▶ _Exercise objective_
Put everything from the line containing "point: mountain -- for" down to the last line into a Markdown table, leaving out any blank lines. Use two columns: "Row" for the row number and "Line" for the line itself.

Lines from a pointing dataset

--- --- ---

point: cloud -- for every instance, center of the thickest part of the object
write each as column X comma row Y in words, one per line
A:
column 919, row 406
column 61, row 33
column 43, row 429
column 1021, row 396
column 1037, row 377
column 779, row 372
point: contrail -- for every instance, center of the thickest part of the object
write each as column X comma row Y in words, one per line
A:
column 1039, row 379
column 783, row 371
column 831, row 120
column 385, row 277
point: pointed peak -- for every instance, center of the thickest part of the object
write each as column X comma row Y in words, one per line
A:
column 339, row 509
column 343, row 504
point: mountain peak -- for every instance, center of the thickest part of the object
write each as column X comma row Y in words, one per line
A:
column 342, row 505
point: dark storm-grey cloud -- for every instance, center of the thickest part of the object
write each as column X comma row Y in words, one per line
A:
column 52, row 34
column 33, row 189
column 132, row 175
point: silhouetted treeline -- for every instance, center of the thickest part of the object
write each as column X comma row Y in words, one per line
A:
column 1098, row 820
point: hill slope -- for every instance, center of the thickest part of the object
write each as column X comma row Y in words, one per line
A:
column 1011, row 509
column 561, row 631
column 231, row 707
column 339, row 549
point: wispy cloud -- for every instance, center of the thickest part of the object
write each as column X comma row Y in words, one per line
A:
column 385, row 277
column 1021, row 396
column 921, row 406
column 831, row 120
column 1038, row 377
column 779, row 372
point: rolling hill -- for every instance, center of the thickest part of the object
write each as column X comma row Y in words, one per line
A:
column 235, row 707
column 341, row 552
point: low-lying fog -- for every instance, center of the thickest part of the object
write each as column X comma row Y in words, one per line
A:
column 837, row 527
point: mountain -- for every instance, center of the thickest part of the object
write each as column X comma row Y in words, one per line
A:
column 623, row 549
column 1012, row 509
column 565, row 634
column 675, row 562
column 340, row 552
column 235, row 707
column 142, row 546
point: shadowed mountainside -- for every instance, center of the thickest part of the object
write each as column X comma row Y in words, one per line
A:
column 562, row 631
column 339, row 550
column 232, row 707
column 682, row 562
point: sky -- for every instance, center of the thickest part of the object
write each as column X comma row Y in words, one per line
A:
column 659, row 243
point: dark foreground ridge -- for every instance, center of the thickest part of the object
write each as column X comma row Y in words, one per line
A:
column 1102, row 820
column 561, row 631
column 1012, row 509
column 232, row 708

--- --- ---

▶ _Expected answer_
| Row | Line |
|---|---|
| 1 | point: mountain -- for every instance, center of the thickest part of the object |
| 2 | write each as column X comma row Y in words, one per line |
| 3 | A: |
| 4 | column 623, row 549 |
| 5 | column 1012, row 509 |
| 6 | column 565, row 634 |
| 7 | column 675, row 562 |
| 8 | column 340, row 552 |
| 9 | column 235, row 707 |
| 10 | column 142, row 546 |
| 11 | point: shadowed mountainside -- for every instance, center of the thickest part of the object |
| 12 | write each as column X comma row Y in words, one per line |
| 13 | A: |
| 14 | column 562, row 631 |
| 15 | column 339, row 550 |
| 16 | column 232, row 707 |
| 17 | column 682, row 562 |
| 18 | point: sky -- for every instance, center of the thickest part of the object |
| 19 | write each as column X comma row Y in words, one per line |
| 20 | A: |
| 21 | column 659, row 243 |
| 22 | point: dark foreground ridge -- for every instance, center of the thickest part of the object |
| 23 | write each as column X comma row Y in words, one per line |
| 24 | A: |
| 25 | column 1102, row 820 |
| 26 | column 561, row 631 |
| 27 | column 1012, row 509 |
| 28 | column 232, row 708 |